- **PROBLEM TO WORK ON**: Copy all of the data below exactly as it is given.

- **RECORDS SUPPLIED**:
=== Section Start ===
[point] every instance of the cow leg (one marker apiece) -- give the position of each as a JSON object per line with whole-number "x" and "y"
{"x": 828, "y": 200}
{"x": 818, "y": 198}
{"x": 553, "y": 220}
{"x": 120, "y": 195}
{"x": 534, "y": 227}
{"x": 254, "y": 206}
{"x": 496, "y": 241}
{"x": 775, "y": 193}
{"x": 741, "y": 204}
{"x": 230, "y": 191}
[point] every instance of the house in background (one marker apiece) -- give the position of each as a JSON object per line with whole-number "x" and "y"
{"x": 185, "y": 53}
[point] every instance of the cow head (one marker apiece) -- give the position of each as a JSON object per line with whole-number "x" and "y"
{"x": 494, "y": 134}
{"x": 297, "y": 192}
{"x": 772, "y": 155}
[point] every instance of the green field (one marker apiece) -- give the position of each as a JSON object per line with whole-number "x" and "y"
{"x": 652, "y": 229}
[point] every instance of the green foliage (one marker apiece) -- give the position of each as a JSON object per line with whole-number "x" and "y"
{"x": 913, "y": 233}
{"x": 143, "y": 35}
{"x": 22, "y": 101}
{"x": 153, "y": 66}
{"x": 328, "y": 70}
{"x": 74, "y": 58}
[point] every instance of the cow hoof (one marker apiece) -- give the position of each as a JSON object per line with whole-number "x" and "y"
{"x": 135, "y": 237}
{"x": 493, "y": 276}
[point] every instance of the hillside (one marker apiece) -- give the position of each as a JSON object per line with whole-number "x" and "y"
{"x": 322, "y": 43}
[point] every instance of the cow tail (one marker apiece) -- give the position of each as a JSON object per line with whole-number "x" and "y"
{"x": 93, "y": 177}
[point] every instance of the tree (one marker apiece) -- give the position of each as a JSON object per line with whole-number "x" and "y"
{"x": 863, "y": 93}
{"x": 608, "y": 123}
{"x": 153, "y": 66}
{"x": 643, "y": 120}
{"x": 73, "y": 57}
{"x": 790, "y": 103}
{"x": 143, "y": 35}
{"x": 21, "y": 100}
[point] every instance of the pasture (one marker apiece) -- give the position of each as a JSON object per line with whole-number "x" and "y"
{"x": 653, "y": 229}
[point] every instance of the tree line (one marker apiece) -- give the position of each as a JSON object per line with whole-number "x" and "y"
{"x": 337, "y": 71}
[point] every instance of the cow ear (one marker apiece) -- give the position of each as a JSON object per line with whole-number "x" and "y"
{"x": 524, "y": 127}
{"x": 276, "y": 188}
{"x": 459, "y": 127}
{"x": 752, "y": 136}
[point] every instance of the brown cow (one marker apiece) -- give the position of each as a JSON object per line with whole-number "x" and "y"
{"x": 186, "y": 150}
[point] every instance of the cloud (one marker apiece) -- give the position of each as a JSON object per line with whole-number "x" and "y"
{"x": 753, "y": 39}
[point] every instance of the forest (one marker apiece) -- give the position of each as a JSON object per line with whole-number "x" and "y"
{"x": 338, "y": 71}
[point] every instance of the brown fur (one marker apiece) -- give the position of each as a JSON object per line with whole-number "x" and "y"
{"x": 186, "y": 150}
=== Section End ===
- **WORKED SOLUTION**:
[point] every instance of the cow leg (one marker apiece) -- give the position of each as a JSON object per line with whole-number "x" and "y"
{"x": 828, "y": 200}
{"x": 818, "y": 198}
{"x": 553, "y": 220}
{"x": 120, "y": 195}
{"x": 534, "y": 227}
{"x": 254, "y": 206}
{"x": 496, "y": 241}
{"x": 775, "y": 193}
{"x": 741, "y": 204}
{"x": 230, "y": 191}
[point] every instance of the house in background (one marker apiece) -- give the position of each as a JSON object per line with whole-number "x" and "y"
{"x": 185, "y": 53}
[point] every instance of the cow head (one marker apiece) -- give the position of each as a JSON object per line with whole-number "x" and "y"
{"x": 494, "y": 134}
{"x": 297, "y": 192}
{"x": 772, "y": 155}
[point] every instance of the green field (one marker apiece) -- give the position of each as a JSON object per line with whole-number "x" and "y"
{"x": 652, "y": 229}
[point] every instance of the green foliage (one marker apiece) -- give the position of each as a JSON object per line with whole-number "x" and "y"
{"x": 913, "y": 233}
{"x": 143, "y": 35}
{"x": 22, "y": 101}
{"x": 153, "y": 66}
{"x": 328, "y": 70}
{"x": 74, "y": 58}
[point] every instance of the cow hoof (one marker apiece) -- give the position of each as a JSON object per line with whole-number "x" and "y"
{"x": 135, "y": 237}
{"x": 493, "y": 276}
[point] every instance of the hillside (one marker apiece) -- give the position of each as a JSON object per line with whole-number "x" and "y"
{"x": 322, "y": 43}
[point] every instance of the cow tail (one marker apiece) -- give the position of each as a JSON object per line with whole-number "x" and "y"
{"x": 93, "y": 177}
[point] every instance of the tree (one marker apiece) -- give the position of each as a JSON object per line with whole-number "x" and "y"
{"x": 863, "y": 93}
{"x": 608, "y": 123}
{"x": 153, "y": 66}
{"x": 643, "y": 120}
{"x": 73, "y": 57}
{"x": 790, "y": 103}
{"x": 143, "y": 35}
{"x": 21, "y": 100}
[point] every instance of the pasture (one marker apiece) -- give the position of each as a JSON object per line with whole-number "x" and "y"
{"x": 653, "y": 229}
[point] every instance of the tree line (one marker apiece) -- give the position of each as a JSON object per line with whole-number "x" and "y"
{"x": 337, "y": 71}
[point] every instance of the cow ear (one marker apiece) -- give the position of each as a JSON object per line with whole-number "x" and "y"
{"x": 524, "y": 127}
{"x": 276, "y": 188}
{"x": 459, "y": 127}
{"x": 752, "y": 136}
[point] every instance of the brown cow (one marker apiece) -- give the position of each as a JSON object per line with whole-number "x" and "y"
{"x": 186, "y": 150}
[point] every instance of the cloud (one marker apiece) -- give the position of each as a JSON object per line with whole-number "x" and "y"
{"x": 753, "y": 39}
[point] every instance of the forest (one marker apiece) -- give the position of each as a JSON object per line with whole-number "x" and "y"
{"x": 338, "y": 71}
[point] every instance of the brown fur (one marker apiece) -- give the position of each as a JSON object per line with whole-number "x" and "y"
{"x": 186, "y": 150}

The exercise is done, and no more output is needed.